=== TAREAS ASIGNADAS ===
• a. Según el texto sobre la muestra de cortometrajes, ¿qué productora produce, gestiona y organiza dicha muestra?
• b. Reproduzca del texto sobre la muestra de cortometrajes todo lo que va desde "El barco pirata es" hasta "la gran ciudad.".
• c. Prosiga el texto sobre la muestra de cortometrajes a partir de su última oración.

La muestra de cortos que cada año promueve el Vicerrectorado de Relaciones Universidad y Sociedad de la Universidad de la Universidad de La Laguna, y que produce, gestiona y organiza la productora Digital104, es siempre un buen motivo para radiografiar el estado del cortometraje en nuestro país. Un estado que, dicho de buenas a primeras, es más bien exangüe y empobrecedor y que nos obliga a la reflexión.
La visión de El barco pirata, el espantoso cortometraje que se llevó el Goya este año, es ya un dato para el escalofrío. Más cuando es distinguido como el mejor cortometraje exhibido en la MIDEC 2012. En la elección desconozco si influyó el brillo conferido por los miembros de la Academia de Cine o por convencimiento propio de las personas del jurado.
En el caso de la Academia, es por todos sabido que en la concesión de los premios se da una extraña mezcla de amiguismo y oportunismo, y que gana quien consigue más votos de amigos y conocidos. Un perverso método que pasa por democrático y que inunda los concursos de toda índole en la red, donde quien más quien menos ha recibido la petición de darle a un “me gusta” a una determinada obra y que beneficia a fin de cuentas a la web en concreto (más anunciantes) y permite mayores ganancias en la bolsa a los lobbies del ciberespacio.
El barco pirata es una zafia comedia de roma puesta en escena y sonrojante historia que transcurre durante la noche de los Reyes Magos y recuerda el peor cine español.
No pude ver todos y cada uno de los cortos pero sí la mayoría. Eran todos subvencionados por las diversas comunidades y exhibían un poderío en la puesta en escena digno de mejores causas. Ambientada una durante la segunda guerra mundial en Rusia y hablada en ruso, imitando otra las texturas del cine mudo para describir una carrera de caballos en un hipódromo muy concurrido o reproduciendo un rescate en alta montaña por miembros de la guardia civil.
Otros eran cortos intimistas que nos sumergen en dramas familiares, diversas soledades y encuentros concertados en el anonimato de la gran ciudad.

=== DATOS PROPORCIONADOS ===
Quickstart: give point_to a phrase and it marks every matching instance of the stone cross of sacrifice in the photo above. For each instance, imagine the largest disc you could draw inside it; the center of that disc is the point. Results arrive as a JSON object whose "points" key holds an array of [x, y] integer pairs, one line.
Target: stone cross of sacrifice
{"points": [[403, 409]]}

=== RESULTADOS ESPERADOS ===
• a. La productora Digital104.

• b.
El barco pirata es una zafia comedia de roma puesta en escena y sonrojante historia que transcurre durante la noche de los Reyes Magos y recuerda el peor cine español.
No pude ver todos y cada uno de los cortos pero sí la mayoría. Eran todos subvencionados por las diversas comunidades y exhibían un poderío en la puesta en escena digno de mejores causas. Ambientada una durante la segunda guerra mundial en Rusia y hablada en ruso, imitando otra las texturas del cine mudo para describir una carrera de caballos en un hipódromo muy concurrido o reproduciendo un rescate en alta montaña por miembros de la guardia civil.
Otros eran cortos intimistas que nos sumergen en dramas familiares, diversas soledades y encuentros concertados en el anonimato de la gran ciudad.

• c.
¿Qué cuentan todas estas historias? ¿Qué nos dicen de sus autores, del mundo en el que viven? Dentro de diez, veinte años, ¿nos dirán algo retrospectivamente del tiempo en el que estuvieron hechos?
En general, se corresponden al corto de manual: contar una historia con final sorprendente. La conversación que sostiene un hombre mayor con su expareja por el móvil que seduce a los pasajeros durante el trayecto de un autobús, prendidos por una historia que se desarrolla veraz frente a ellos, no es más que una falaz puesta en escena para pedirles dinero. La supuesta historia bélica de un soldado atrapado no es más que una paranoia inducida por un videojuego. Una entrevista de trabajo se transforma en un juego perverso donde se invierten los roles de dominación dominado.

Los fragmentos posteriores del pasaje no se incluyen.